Parler de Gérard Philipe ! N’est-ce pas encore pour ceux qui l’ont connu, côtoyé, approfondir le vide qu’il laisse en nous, mettre le doigt sur une plaie toute fraîche qui ne manquera pas de rester longtemps encore douloureuse ?
J’étais surtout pour lui un camarade plutôt qu’un ami intime, bien que j’eusse voulu l’être, ainsi que beaucoup d’entre nous. Nous nous étions connus au Conservatoire et, depuis, les hasards de notre métier ne nous avaient réunis qu’une fois dans un film. C’était dans la Ronde, de Max Ophuls, – et encore n’étions nous pas dans le même sketch. Aussi nous ne nous voyions que rarement, au hasard des vacances ou d’un déjeuner commun décidé, un jour, subitement en réaction contre la tyrannie de nos occupations qui nous éloignaient sans cesse l’un de l’autre. C’est ainsi dans notre métier ; chacun vit de son côté à un rythme d’enfer, soumis à mille exigences professionnelles qui laissent peu de place à l’exercice de l’amitié.

◆ Consigne A
D'après le texte sur Gérard Philipe, dans quel film les hasards du métier ont-ils réuni une seule fois Gérard Philipe et la personne qui témoigne ?
◆ Consigne B
Recopiez fidèlement le passage du texte sur Gérard Philipe qui commence par « Parler de Gérard » et se termine par « encore douloureuse ? ».
La liste n'intervient pas dans ce travail.

Entrées de pointage et d'étiquetage
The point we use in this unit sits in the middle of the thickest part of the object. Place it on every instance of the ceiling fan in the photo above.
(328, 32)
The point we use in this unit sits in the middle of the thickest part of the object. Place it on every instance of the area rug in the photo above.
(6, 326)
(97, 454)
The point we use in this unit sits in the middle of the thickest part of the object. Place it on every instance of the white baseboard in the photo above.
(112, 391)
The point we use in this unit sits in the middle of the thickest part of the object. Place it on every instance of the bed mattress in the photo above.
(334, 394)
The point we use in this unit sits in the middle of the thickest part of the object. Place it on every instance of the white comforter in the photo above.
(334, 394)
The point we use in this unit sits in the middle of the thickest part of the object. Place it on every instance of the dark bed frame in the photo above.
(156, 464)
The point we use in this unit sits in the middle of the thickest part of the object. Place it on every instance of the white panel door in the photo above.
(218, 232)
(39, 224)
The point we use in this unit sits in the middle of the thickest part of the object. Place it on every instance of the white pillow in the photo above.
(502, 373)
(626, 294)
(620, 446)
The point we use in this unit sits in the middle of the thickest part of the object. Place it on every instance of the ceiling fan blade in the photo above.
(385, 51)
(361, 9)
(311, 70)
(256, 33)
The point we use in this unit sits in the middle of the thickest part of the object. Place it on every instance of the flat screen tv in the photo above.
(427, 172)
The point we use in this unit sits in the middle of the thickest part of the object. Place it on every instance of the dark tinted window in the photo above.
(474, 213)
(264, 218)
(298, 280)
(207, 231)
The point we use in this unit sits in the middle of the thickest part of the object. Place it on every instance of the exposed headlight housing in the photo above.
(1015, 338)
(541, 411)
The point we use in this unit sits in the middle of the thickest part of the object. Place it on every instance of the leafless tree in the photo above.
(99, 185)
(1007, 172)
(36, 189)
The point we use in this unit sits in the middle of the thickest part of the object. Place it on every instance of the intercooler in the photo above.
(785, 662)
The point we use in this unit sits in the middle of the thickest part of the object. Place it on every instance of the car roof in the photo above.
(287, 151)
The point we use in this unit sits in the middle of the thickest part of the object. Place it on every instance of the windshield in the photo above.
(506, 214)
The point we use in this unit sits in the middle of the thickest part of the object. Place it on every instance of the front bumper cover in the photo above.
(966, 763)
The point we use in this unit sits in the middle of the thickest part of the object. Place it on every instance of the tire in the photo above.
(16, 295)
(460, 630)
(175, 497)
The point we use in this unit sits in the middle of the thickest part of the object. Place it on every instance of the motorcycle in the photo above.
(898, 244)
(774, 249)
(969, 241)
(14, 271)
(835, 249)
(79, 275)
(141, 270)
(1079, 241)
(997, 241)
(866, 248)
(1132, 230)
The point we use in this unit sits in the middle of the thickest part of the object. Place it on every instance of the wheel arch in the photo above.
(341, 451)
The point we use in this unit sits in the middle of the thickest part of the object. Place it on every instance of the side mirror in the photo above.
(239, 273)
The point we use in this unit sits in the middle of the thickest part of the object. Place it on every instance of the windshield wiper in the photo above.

◆ Réponse A
Dans la Ronde, de Max Ophuls.

◆ Réponse B
Parler de Gérard Philipe ! N’est-ce pas encore pour ceux qui l’ont connu, côtoyé, approfondir le vide qu’il laisse en nous, mettre le doigt sur une plaie toute fraîche qui ne manquera pas de rester longtemps encore douloureuse ?